## Task directions
In the items that follow, reproduce the lines from the line containing "Reviewer note: confirm each instance of the glass" up to and including the line containing "pixel 275 158", replacing "white plate" with "dinner plate" and leaving everything else unchanged.
— Start —
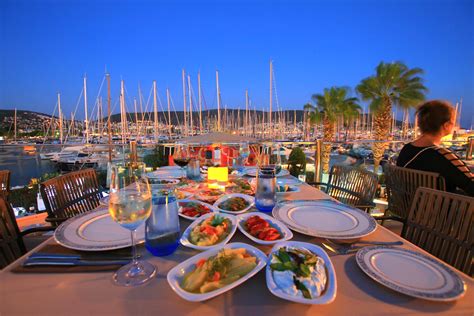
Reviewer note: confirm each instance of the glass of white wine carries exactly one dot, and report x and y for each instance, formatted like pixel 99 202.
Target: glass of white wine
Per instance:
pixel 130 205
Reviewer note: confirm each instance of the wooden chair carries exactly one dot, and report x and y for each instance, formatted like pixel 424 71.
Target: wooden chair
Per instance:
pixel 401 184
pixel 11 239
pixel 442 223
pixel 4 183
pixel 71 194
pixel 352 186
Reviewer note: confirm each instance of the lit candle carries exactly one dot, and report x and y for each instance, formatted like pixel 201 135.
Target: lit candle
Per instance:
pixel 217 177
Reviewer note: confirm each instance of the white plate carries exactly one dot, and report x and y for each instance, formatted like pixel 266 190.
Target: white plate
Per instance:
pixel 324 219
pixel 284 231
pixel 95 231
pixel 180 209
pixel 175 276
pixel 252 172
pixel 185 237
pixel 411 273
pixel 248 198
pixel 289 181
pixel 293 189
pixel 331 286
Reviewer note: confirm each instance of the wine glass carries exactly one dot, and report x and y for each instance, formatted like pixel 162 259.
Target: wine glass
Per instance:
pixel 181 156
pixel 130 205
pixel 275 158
— End —
— Start —
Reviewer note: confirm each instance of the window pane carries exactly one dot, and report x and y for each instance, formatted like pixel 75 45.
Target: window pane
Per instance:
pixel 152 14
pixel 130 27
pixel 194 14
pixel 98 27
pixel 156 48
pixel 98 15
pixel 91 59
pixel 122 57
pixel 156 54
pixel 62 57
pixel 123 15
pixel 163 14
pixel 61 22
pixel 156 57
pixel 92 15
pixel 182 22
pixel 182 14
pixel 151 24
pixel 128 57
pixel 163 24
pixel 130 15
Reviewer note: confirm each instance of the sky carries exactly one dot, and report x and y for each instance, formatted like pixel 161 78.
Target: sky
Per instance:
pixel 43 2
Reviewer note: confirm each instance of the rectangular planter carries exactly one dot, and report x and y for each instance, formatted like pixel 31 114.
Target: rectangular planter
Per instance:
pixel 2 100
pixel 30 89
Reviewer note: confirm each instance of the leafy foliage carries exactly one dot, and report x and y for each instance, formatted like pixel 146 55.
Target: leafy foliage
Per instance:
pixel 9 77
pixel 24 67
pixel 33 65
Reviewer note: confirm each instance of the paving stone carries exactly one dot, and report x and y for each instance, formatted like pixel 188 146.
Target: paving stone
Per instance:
— End —
## Written response
Reviewer note: confirm each instance of the glass of white wine carries exactly one dot, and report x and y for each instance, formatted like pixel 99 202.
Target: glass of white wine
Per instance:
pixel 130 205
Reviewer note: confirm each instance of the wooden chair carries exactly one dot, and report x and y for each instance, formatted like pixel 424 71.
Target: wooden chair
Per instance:
pixel 401 184
pixel 11 239
pixel 442 223
pixel 4 183
pixel 71 194
pixel 352 186
Reviewer note: confirm each instance of the lit candle carries exactly one dot, and report x and y for each instance, formatted like pixel 201 135.
Target: lit candle
Per instance:
pixel 217 177
Reviewer note: confirm each instance of the dinner plate carries exactly one dot, and report x and y for each instance, formatted like pixel 266 190.
Target: dinner plate
Per instance:
pixel 324 219
pixel 284 231
pixel 95 231
pixel 180 209
pixel 175 276
pixel 252 172
pixel 185 237
pixel 411 273
pixel 248 198
pixel 289 181
pixel 293 189
pixel 331 286
Reviewer note: confirm each instance of the wine glass carries exactly one dot, and report x and y for each instance, formatted like pixel 162 259.
Target: wine glass
Per instance:
pixel 181 156
pixel 130 205
pixel 275 158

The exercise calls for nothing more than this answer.